- Requirement:
Copy the data starting at the line that contains "Mark every instance of the paved road in the photo above" and ending at the line that contains "x=340 y=386", changing "camouflage jacket" to "army jacket" and keeping everything else the same.

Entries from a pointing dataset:
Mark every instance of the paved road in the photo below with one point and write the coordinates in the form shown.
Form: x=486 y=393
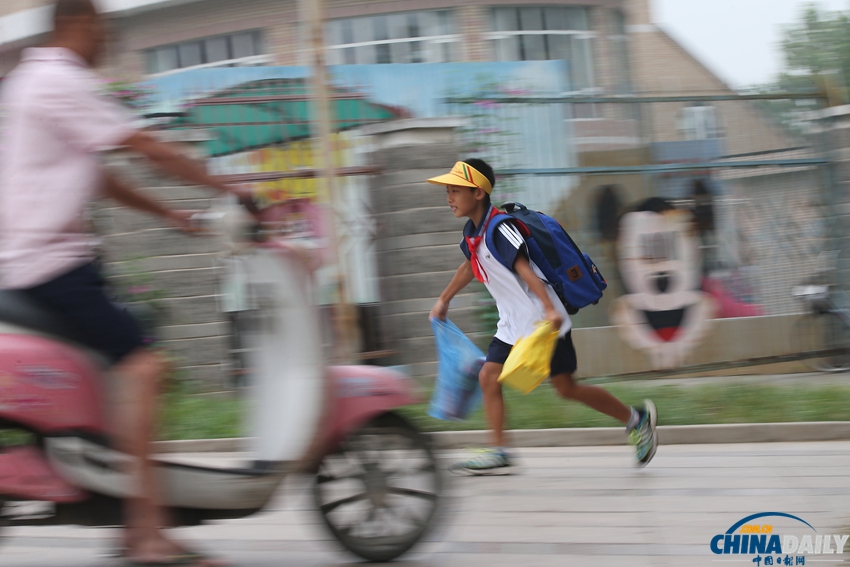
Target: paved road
x=579 y=506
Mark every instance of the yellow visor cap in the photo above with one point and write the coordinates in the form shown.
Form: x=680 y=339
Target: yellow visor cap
x=464 y=175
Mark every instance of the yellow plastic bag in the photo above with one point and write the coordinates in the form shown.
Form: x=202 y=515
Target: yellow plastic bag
x=530 y=359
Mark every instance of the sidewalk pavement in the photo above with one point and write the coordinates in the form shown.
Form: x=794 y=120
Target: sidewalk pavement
x=586 y=506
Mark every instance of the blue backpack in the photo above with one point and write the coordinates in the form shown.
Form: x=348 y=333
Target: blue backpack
x=571 y=273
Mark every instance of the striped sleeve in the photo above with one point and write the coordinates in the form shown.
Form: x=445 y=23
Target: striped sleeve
x=508 y=243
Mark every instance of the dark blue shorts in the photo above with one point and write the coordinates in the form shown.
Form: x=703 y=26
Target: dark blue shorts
x=79 y=298
x=563 y=359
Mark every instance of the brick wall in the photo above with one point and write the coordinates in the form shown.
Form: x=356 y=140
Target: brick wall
x=660 y=65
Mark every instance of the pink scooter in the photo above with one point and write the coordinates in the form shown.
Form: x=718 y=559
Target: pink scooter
x=376 y=486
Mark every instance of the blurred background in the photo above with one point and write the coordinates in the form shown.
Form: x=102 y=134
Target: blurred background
x=705 y=190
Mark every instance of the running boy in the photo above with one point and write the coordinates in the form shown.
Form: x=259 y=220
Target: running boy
x=522 y=299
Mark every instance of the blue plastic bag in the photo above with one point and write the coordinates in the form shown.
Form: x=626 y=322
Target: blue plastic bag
x=457 y=391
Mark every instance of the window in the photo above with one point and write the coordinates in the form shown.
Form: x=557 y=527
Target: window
x=411 y=37
x=543 y=33
x=700 y=123
x=620 y=54
x=224 y=50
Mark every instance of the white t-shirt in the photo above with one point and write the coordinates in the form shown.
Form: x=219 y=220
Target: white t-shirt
x=520 y=310
x=54 y=121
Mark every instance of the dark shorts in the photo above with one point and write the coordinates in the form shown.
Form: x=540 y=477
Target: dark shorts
x=563 y=360
x=79 y=298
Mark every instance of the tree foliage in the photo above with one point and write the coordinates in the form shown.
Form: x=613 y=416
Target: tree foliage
x=817 y=53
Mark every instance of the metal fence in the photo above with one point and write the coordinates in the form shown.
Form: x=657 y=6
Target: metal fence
x=755 y=184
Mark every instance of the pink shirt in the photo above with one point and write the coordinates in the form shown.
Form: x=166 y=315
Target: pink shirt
x=55 y=120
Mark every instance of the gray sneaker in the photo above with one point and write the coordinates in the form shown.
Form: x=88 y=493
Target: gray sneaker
x=484 y=462
x=644 y=437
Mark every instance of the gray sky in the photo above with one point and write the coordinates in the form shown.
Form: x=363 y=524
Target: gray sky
x=737 y=39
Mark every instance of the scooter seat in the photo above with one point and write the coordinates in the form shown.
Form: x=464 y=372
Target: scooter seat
x=18 y=308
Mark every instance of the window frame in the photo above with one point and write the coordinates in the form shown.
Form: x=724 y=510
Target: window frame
x=440 y=39
x=590 y=36
x=258 y=59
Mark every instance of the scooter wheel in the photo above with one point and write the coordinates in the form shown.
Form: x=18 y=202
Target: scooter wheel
x=379 y=493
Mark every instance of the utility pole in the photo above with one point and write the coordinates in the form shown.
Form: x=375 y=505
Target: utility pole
x=313 y=22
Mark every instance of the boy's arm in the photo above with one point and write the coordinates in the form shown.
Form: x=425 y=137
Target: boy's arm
x=523 y=268
x=461 y=279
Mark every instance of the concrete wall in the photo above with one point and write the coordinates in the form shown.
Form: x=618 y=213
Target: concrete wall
x=182 y=269
x=417 y=238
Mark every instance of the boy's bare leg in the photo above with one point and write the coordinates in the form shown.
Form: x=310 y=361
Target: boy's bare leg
x=494 y=404
x=595 y=397
x=134 y=418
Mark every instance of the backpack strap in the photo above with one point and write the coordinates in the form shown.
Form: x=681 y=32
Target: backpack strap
x=495 y=221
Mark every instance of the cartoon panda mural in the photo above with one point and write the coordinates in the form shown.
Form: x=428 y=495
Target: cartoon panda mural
x=663 y=311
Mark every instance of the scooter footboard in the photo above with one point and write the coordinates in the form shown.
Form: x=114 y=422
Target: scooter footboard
x=360 y=394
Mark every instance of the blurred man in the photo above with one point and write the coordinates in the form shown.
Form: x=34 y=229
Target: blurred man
x=55 y=123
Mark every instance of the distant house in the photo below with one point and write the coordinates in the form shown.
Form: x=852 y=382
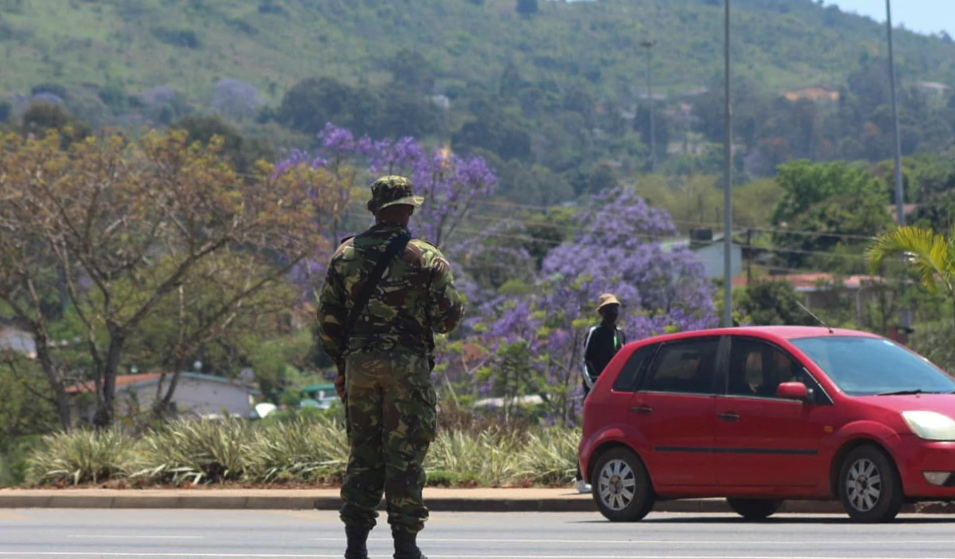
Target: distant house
x=815 y=93
x=821 y=291
x=933 y=88
x=708 y=249
x=14 y=339
x=196 y=395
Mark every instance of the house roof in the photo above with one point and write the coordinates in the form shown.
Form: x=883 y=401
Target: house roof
x=145 y=379
x=816 y=282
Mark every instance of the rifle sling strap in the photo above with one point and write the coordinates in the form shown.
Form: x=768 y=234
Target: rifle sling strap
x=395 y=248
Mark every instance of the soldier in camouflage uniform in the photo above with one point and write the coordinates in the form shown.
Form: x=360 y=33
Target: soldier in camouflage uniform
x=385 y=367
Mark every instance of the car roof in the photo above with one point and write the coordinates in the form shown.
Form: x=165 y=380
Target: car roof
x=770 y=332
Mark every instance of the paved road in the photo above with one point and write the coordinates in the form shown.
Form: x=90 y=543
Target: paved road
x=192 y=534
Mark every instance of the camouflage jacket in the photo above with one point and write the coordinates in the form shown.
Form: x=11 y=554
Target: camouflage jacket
x=415 y=298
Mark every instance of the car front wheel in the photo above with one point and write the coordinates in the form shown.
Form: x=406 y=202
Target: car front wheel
x=621 y=486
x=869 y=486
x=754 y=509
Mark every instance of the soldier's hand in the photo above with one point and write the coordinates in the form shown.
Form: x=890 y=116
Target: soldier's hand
x=340 y=386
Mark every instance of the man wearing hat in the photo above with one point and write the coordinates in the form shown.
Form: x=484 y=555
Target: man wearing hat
x=384 y=297
x=602 y=343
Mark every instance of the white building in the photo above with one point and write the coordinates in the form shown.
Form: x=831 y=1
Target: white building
x=196 y=395
x=708 y=249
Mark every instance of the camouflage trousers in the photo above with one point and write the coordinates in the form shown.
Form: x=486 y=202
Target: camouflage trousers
x=391 y=415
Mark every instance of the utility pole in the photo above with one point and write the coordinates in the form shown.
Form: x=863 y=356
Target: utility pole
x=899 y=188
x=649 y=44
x=728 y=185
x=749 y=257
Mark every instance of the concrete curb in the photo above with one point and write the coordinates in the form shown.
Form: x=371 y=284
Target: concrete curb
x=211 y=501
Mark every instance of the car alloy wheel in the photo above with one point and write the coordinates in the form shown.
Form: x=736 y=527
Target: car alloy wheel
x=622 y=487
x=869 y=485
x=616 y=485
x=863 y=485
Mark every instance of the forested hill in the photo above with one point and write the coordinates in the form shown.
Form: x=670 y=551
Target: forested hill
x=191 y=44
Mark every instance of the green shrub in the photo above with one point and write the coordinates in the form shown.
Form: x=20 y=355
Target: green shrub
x=302 y=448
x=80 y=457
x=549 y=457
x=491 y=455
x=195 y=452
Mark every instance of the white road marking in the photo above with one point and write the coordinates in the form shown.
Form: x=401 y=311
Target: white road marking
x=640 y=541
x=105 y=555
x=127 y=537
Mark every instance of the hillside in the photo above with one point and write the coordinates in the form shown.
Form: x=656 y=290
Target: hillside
x=190 y=44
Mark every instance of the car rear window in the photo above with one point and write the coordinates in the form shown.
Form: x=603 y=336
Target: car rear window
x=684 y=367
x=629 y=378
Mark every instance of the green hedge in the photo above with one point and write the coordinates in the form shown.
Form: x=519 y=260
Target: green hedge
x=307 y=450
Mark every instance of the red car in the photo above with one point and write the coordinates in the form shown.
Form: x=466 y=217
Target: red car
x=760 y=415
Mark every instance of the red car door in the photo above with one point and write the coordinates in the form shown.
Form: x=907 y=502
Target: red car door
x=762 y=440
x=675 y=410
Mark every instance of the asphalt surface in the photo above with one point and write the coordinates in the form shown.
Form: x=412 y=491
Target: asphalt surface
x=185 y=534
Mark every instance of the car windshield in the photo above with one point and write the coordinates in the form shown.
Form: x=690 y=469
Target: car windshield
x=874 y=366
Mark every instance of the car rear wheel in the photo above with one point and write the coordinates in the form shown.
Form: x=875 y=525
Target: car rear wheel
x=621 y=486
x=754 y=509
x=869 y=486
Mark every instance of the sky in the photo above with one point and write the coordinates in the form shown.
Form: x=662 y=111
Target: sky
x=924 y=16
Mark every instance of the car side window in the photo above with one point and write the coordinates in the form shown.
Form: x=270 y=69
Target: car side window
x=758 y=368
x=684 y=367
x=630 y=374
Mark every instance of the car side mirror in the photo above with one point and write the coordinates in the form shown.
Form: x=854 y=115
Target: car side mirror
x=792 y=391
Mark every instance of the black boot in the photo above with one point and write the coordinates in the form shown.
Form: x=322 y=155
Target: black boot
x=406 y=547
x=357 y=542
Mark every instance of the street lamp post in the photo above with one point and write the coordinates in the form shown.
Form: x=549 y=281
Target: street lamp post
x=649 y=44
x=899 y=188
x=728 y=184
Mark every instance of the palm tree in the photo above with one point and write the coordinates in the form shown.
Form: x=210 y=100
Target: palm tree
x=930 y=254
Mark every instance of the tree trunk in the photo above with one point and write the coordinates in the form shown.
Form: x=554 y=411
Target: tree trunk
x=53 y=378
x=105 y=411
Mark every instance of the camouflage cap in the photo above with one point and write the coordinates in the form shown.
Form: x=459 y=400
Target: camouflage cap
x=392 y=191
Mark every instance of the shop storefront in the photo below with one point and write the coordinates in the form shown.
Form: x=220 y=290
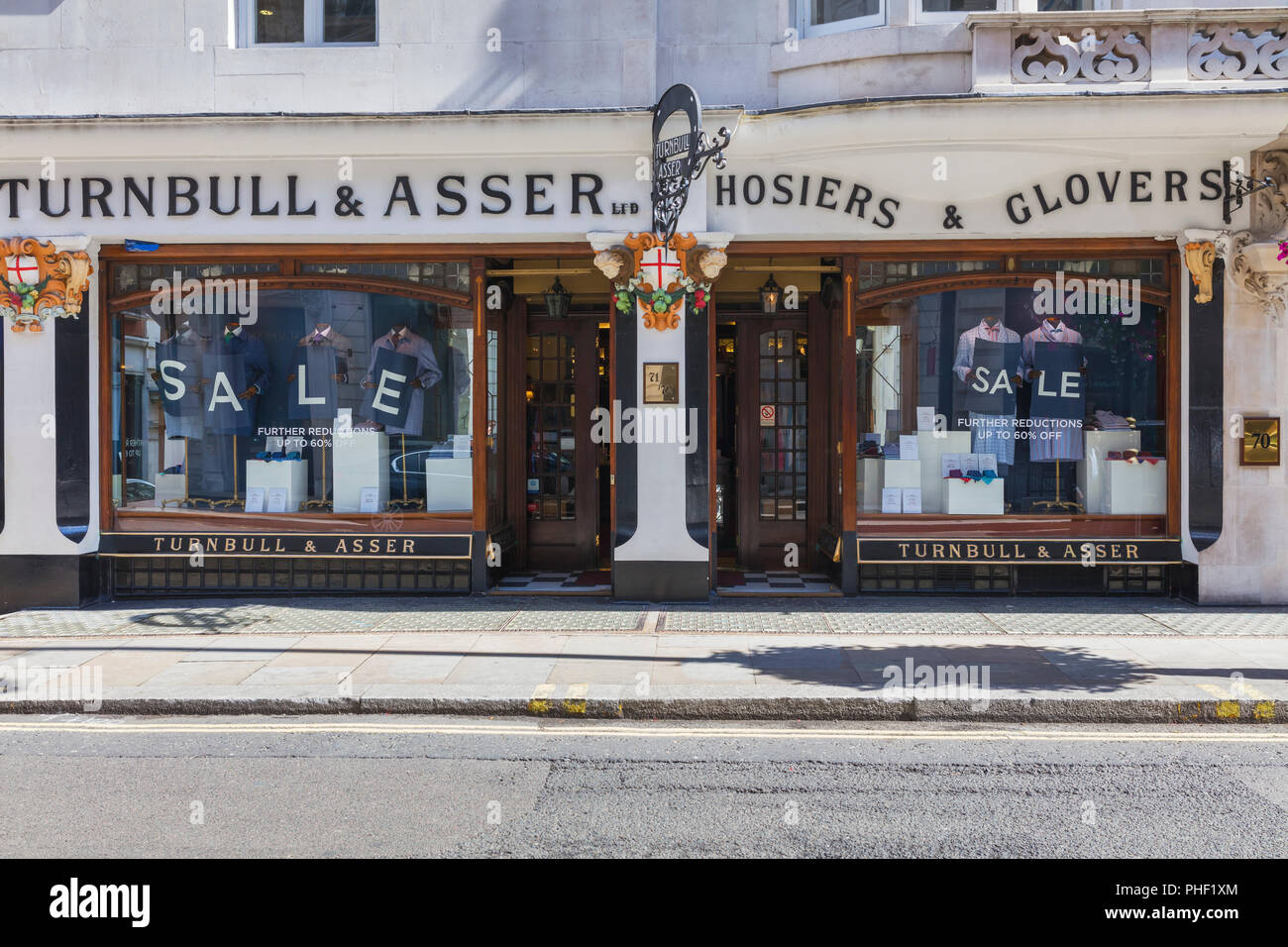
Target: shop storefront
x=862 y=367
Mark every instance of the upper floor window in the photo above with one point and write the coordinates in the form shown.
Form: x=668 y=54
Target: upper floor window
x=308 y=22
x=818 y=17
x=953 y=9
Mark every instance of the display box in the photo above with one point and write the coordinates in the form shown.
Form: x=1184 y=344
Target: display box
x=977 y=497
x=359 y=459
x=170 y=487
x=450 y=483
x=870 y=484
x=291 y=475
x=901 y=474
x=1094 y=468
x=931 y=449
x=1137 y=488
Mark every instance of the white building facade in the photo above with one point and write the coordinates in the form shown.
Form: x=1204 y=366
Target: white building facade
x=980 y=300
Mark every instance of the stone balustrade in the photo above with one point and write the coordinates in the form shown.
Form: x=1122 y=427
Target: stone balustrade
x=1128 y=51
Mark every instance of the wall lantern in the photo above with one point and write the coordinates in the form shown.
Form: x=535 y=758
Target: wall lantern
x=769 y=296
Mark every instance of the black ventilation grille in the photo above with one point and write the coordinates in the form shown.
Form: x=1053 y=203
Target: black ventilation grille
x=153 y=577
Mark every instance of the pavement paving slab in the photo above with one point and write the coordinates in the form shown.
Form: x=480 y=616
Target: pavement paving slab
x=917 y=657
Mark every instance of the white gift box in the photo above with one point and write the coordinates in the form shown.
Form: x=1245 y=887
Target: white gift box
x=171 y=487
x=291 y=475
x=359 y=459
x=1094 y=470
x=449 y=483
x=1137 y=488
x=870 y=484
x=977 y=497
x=931 y=449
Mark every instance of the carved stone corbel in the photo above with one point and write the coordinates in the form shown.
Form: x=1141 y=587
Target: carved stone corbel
x=1199 y=260
x=614 y=262
x=1266 y=287
x=1270 y=206
x=1245 y=261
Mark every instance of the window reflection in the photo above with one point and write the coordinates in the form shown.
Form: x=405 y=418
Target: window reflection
x=317 y=399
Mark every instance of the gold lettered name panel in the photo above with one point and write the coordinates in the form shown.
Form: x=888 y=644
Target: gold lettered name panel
x=1260 y=442
x=344 y=545
x=1072 y=552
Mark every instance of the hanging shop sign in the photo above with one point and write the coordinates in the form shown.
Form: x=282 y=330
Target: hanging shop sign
x=1157 y=193
x=1096 y=552
x=340 y=545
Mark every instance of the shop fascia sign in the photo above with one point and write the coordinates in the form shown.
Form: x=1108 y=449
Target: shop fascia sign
x=809 y=200
x=375 y=197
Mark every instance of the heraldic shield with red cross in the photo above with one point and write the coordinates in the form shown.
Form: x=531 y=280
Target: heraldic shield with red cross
x=660 y=281
x=38 y=281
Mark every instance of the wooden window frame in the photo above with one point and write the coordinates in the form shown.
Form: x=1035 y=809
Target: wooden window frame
x=287 y=257
x=1012 y=254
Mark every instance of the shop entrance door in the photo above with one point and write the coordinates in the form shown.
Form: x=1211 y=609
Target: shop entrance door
x=773 y=445
x=562 y=476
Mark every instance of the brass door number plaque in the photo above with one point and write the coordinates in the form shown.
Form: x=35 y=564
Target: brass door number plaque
x=1260 y=442
x=661 y=382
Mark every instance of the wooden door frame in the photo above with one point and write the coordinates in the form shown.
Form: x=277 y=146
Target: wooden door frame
x=747 y=361
x=584 y=331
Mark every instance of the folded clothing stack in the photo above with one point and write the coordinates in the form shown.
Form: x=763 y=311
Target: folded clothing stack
x=966 y=476
x=1108 y=420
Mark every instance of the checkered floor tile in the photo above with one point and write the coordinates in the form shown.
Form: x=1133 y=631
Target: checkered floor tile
x=777 y=583
x=565 y=582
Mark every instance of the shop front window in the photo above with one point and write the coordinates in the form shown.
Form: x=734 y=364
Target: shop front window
x=307 y=401
x=1034 y=401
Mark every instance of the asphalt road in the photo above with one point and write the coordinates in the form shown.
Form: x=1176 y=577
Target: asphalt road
x=85 y=787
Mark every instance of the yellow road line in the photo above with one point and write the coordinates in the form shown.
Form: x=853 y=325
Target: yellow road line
x=617 y=729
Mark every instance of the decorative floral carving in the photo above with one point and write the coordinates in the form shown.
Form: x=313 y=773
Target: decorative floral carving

- Answer to this exercise:
Mark every instance of the paved road in the photo above with one point and write the coordinates in the form shown.
Form: x=90 y=543
Target: paved road
x=192 y=534
Mark every instance of the army jacket in the photo above with one point and write the coordinates in the form shown.
Form: x=11 y=554
Target: army jacket
x=415 y=298
Mark every instance of the car front wheel in the photo above with one point and write the coordinates in the form shown.
Form: x=406 y=202
Target: car front wheel
x=621 y=486
x=869 y=486
x=754 y=509
Mark every instance of the soldier's hand in the photo above with one point and write the coordinates in the form shown.
Form: x=890 y=116
Target: soldier's hand
x=340 y=386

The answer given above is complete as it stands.